» **Estratti da dati di annotazione di punti**
-- -- --

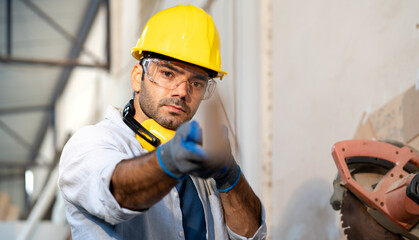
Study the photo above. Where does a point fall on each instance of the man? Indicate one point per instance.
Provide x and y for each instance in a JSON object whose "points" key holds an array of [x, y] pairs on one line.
{"points": [[115, 189]]}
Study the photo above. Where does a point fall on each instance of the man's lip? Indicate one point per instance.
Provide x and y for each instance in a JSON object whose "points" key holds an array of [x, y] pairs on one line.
{"points": [[176, 108]]}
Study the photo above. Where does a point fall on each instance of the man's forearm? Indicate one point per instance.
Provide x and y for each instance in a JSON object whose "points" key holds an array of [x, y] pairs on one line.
{"points": [[242, 209], [139, 183]]}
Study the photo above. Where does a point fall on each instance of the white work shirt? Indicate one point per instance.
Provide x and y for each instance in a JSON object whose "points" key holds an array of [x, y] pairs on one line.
{"points": [[86, 166]]}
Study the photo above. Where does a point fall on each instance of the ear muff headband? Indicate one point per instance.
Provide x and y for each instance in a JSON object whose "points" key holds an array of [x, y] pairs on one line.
{"points": [[128, 118]]}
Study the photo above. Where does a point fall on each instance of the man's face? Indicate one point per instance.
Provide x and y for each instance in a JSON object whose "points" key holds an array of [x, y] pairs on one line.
{"points": [[168, 107]]}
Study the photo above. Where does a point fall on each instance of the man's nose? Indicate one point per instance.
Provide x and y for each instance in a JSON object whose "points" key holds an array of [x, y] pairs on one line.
{"points": [[181, 89]]}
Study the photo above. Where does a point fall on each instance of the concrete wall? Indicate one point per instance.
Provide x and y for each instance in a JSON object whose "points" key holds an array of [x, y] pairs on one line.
{"points": [[331, 60]]}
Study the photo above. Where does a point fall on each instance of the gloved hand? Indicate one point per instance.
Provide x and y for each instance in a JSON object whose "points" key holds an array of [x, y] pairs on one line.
{"points": [[184, 155]]}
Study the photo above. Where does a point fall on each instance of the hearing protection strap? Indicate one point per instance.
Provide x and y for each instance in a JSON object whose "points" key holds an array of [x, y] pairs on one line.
{"points": [[128, 117]]}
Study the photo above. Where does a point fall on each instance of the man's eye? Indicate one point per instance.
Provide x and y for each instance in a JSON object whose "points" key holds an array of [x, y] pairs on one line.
{"points": [[198, 84], [167, 74]]}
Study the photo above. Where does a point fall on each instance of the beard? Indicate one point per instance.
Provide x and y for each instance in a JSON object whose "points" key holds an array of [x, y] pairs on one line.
{"points": [[151, 109]]}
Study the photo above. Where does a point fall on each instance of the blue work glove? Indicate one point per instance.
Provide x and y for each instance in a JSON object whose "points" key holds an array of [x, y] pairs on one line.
{"points": [[227, 177], [184, 155]]}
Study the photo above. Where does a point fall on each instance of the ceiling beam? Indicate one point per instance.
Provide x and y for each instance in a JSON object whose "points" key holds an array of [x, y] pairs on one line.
{"points": [[84, 28], [52, 63]]}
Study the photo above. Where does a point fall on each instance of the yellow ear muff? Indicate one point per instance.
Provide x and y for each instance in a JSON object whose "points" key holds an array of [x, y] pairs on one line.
{"points": [[157, 130]]}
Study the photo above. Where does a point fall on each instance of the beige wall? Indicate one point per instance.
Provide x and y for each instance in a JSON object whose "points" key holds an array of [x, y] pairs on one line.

-- -- --

Trascrivi di nuovo per intero le righe delle voci, a partire da quella che contiene "glove? Indicate one point per instance." e proseguendo fino alla fine delle voci, estremi inclusi. Nel trascriverle, trasla ogni coordinata delle risposte sommandole -115.

Study the photo above. Where does a point fall on each instance of the blue work glove? Indicate one point per instance.
Provide x and y for each instance in a JSON object whose "points" key holds an array of [x, y] pairs on one line.
{"points": [[112, 62], [69, 40]]}
Study the photo above. Where does a point fall on each instance of the ceiling beam? Indicate one point per instance.
Provide x and y for each instance in a JSON object whose "points" key holds an array of [x, y] pairs on one line.
{"points": [[-31, -87], [-63, -52]]}
Study the photo above. Where does a point fall on each instance of the yellow ear muff? Indicate one point per instance.
Provide x and y for each instance in a JSON object whose "points" key holds an array of [x, y] pairs on one line.
{"points": [[42, 15]]}
Study the photo above. Where does a point fall on each instance of the beige wall? Indicate one point per instance.
Provide x and y for each instance in a JSON object whose "points" key holds an array of [x, y] pairs on one line.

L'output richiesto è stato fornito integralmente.